Stated problem A:
Answer these questions from the passage on Camille Saint-Saens below.
(i) Apart from what does he no longer enjoy his former celebrity?
(ii) In what year, in what city, and at what age did he make his pianoforte debut?
(iii) In what city and under whom was Samson and Delilah eventually produced?
Stated problem B:
Decide whether each statement agrees with the passage on Camille Saint-Saens below, and quote the words that settle it.
(i) He toured Europe as its single greatest pianist.
(ii) Samson and Delilah waited a further 15 years before reaching the stage of the Paris Opera.
(iii) Fellow critics openly hoped that Le Timbre d'Argent would be hissed off the stage.
Stated problem C:
Pick up the passage on Camille Saint-Saens below where it ends and carry it further.

Selected extract:
□ □ □

Today the lives of composers and artists come under closer psychological scrutiny on-screen and questions of failure and success have become more complicated. The disappearance of Camille Saint-Saens from the celebrity he once enjoyed - save for a few popular works - has robbed him from such posthumous fame, though it is certain that his reactions to it would have been more caustic than most.

His pianoforte debut in 1846, in Paris at the age of 10, survived in legend throughout his life. He toured Europe as its greatest organist and one of its three greatest pianists. As composer he endured opposition and bitter criticism in the peculiarly fevered Paris of his day. Fellow critics would openly express the hope that his opera Le Timbre d'Argent from the pen of "a grotesque dwarf" would be hissed off the stage. After years of frustration his carefully wrought masterpiece Samson and Delilah was eventually produced in Weimar under Liszt; only four Frenchmen were present. It had to wait a further 15 years, applauded everywhere but Paris, before it was admitted to the stage of the prestigious Paris Opera.

□ □ □

Data:
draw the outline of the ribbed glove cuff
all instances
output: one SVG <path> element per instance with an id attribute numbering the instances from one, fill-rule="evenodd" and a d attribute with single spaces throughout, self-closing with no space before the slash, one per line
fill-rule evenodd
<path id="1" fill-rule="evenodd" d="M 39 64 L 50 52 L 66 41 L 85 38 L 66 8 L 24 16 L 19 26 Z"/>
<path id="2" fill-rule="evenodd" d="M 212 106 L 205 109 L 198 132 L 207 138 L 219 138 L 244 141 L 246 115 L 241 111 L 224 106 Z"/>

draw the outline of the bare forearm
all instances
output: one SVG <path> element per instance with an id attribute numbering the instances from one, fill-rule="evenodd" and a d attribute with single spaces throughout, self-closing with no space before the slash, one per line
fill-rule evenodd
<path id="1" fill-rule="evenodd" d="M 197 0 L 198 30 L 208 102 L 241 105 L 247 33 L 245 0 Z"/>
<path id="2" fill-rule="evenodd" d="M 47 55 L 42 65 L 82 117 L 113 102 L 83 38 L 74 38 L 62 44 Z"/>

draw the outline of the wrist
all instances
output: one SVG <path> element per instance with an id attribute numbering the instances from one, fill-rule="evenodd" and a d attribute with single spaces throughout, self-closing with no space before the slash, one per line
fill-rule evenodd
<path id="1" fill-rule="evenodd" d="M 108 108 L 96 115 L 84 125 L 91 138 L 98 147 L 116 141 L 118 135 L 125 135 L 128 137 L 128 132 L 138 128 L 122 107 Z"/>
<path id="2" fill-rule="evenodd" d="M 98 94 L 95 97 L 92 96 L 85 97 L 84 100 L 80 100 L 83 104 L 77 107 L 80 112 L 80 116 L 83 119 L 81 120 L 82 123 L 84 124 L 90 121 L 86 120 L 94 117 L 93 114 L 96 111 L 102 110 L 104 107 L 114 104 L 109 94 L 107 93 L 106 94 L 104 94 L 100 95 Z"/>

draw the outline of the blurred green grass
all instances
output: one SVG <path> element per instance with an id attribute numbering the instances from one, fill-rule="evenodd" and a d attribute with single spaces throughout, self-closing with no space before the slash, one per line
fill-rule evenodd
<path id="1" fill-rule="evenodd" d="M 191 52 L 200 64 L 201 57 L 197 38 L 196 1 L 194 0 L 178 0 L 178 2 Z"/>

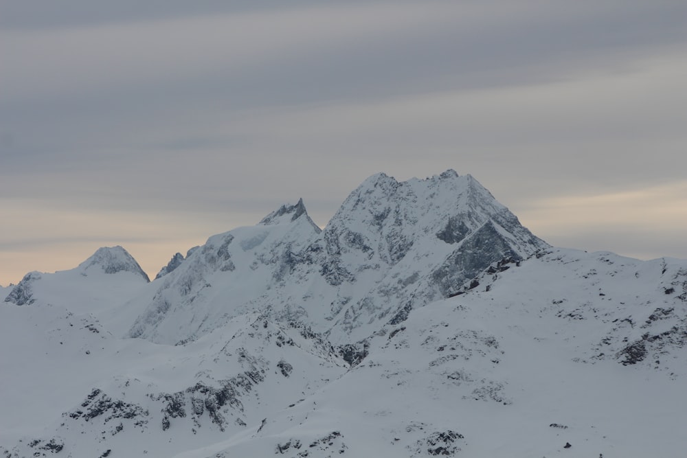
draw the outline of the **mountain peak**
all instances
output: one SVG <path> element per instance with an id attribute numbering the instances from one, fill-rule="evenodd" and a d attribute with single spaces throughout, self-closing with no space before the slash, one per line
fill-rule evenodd
<path id="1" fill-rule="evenodd" d="M 470 175 L 469 174 L 468 176 L 470 176 Z M 458 178 L 458 174 L 455 172 L 455 170 L 454 170 L 452 168 L 449 169 L 446 172 L 442 172 L 442 174 L 439 175 L 439 178 L 444 179 L 447 178 Z"/>
<path id="2" fill-rule="evenodd" d="M 298 199 L 298 202 L 295 205 L 286 204 L 282 205 L 260 220 L 258 225 L 260 226 L 273 226 L 284 223 L 288 224 L 295 221 L 304 216 L 313 227 L 317 229 L 317 232 L 319 232 L 319 227 L 315 224 L 308 215 L 308 211 L 306 210 L 305 204 L 303 203 L 302 198 Z"/>
<path id="3" fill-rule="evenodd" d="M 146 282 L 150 281 L 136 260 L 119 245 L 98 249 L 90 257 L 80 264 L 78 268 L 85 274 L 87 271 L 93 266 L 100 267 L 105 273 L 131 272 L 141 275 Z"/>

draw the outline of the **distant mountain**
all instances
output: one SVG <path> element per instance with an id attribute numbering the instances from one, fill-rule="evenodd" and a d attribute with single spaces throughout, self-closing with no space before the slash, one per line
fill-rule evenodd
<path id="1" fill-rule="evenodd" d="M 146 310 L 129 335 L 186 341 L 260 310 L 336 342 L 359 340 L 455 293 L 492 262 L 545 247 L 469 175 L 399 183 L 378 174 L 324 231 L 301 200 L 211 238 L 135 299 Z"/>
<path id="2" fill-rule="evenodd" d="M 687 448 L 687 260 L 552 247 L 469 175 L 378 174 L 324 230 L 300 200 L 142 272 L 101 249 L 9 292 L 0 456 Z"/>

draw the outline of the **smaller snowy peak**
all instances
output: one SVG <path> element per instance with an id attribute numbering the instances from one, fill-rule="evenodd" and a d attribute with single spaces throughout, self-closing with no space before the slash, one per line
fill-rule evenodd
<path id="1" fill-rule="evenodd" d="M 5 301 L 16 306 L 30 306 L 36 301 L 33 297 L 33 284 L 39 279 L 41 279 L 40 272 L 29 272 L 16 286 L 12 288 L 10 294 L 5 298 Z"/>
<path id="2" fill-rule="evenodd" d="M 447 179 L 447 178 L 458 178 L 458 174 L 452 168 L 449 169 L 446 172 L 442 172 L 439 175 L 439 178 Z"/>
<path id="3" fill-rule="evenodd" d="M 93 267 L 100 267 L 105 273 L 131 272 L 141 275 L 146 282 L 150 281 L 136 260 L 119 245 L 98 249 L 92 256 L 80 264 L 77 268 L 82 275 L 87 275 L 87 271 Z"/>
<path id="4" fill-rule="evenodd" d="M 260 220 L 258 225 L 261 226 L 273 226 L 280 224 L 288 224 L 295 221 L 302 216 L 307 218 L 308 221 L 317 229 L 317 231 L 319 232 L 319 227 L 317 225 L 315 224 L 315 222 L 308 215 L 308 211 L 305 209 L 305 205 L 303 203 L 302 198 L 298 199 L 298 203 L 295 205 L 282 205 L 279 209 Z"/>
<path id="5" fill-rule="evenodd" d="M 183 262 L 183 255 L 181 253 L 175 254 L 172 257 L 172 259 L 170 260 L 170 262 L 167 263 L 167 265 L 161 268 L 160 271 L 157 273 L 157 275 L 155 275 L 155 279 L 157 280 L 158 278 L 161 278 L 170 272 L 174 271 L 175 268 L 179 267 L 182 262 Z"/>

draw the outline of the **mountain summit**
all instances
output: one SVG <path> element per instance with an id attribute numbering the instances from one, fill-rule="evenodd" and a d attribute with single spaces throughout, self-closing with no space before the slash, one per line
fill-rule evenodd
<path id="1" fill-rule="evenodd" d="M 299 200 L 152 282 L 119 247 L 27 274 L 0 455 L 682 457 L 686 360 L 687 261 L 554 248 L 470 175 L 380 173 L 323 230 Z"/>
<path id="2" fill-rule="evenodd" d="M 211 237 L 164 277 L 152 302 L 149 293 L 135 299 L 144 311 L 129 335 L 188 341 L 259 310 L 335 342 L 362 339 L 462 290 L 492 263 L 548 246 L 470 175 L 398 182 L 380 173 L 324 231 L 301 199 Z"/>
<path id="3" fill-rule="evenodd" d="M 131 272 L 141 275 L 146 282 L 150 281 L 148 274 L 143 271 L 136 260 L 119 245 L 98 249 L 90 257 L 80 264 L 77 268 L 86 275 L 93 268 L 99 268 L 105 273 Z"/>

□ □ □

Task answer A:
(i) A few popular works.
(ii) In 1846, in Paris, at the age of 10.
(iii) In Weimar, under Liszt.

Task answer B:
(i) No: "He toured Europe as its greatest organist and one of its three greatest pianists."
(ii) Yes: "It had to wait a further 15 years, applauded everywhere but Paris, before it was admitted to the stage of the prestigious Paris Opera."
(iii) Yes: "Fellow critics would openly express the hope that his opera Le Timbre d'Argent from the pen of "a grotesque dwarf" would be hissed off the stage."

Task answer C:
But eventually he enjoyed a popular and critical acclamation whose dimensions probably only Hollywood could finance on screen. At the Arena in the French town of Beziers, 10,000 spectators surged down the aisles cheering his score for the verse-drama Dejanire, with its spectacular scenic resurrection of the Persian Empire and the huge forces he conducted: the military bands and an orchestra with 18 harps, placed against the skyline, and an array of 25 trumpets.

In 1915, when he was representing wartime France at the San Francisco Exhibition, word spread that the composer of the "Organ" Symphony was present; there were spontaneous calls for him to appear and eventually the whole audience of 4,000 rose to cheer and look in wonderment upon a figure whose long life extended back almost to days of Beethoven and Schubert.

And what of the psychological interest? The young Saint-Saens had proposed to Augusta Holmes, the beautiful and talented singer- composer admired by Liszt and Wagner and a host of poets and artists. His proposal had been sweetly ignored. Married later to a girl he hardly knew, on the suggestion of her brother (the situation re-surfaced obliquely in his opera Proserpine), the union collapsed after the deaths of two sons, his only children, one resulting from a dramatic and tragic fall from a high apartment window.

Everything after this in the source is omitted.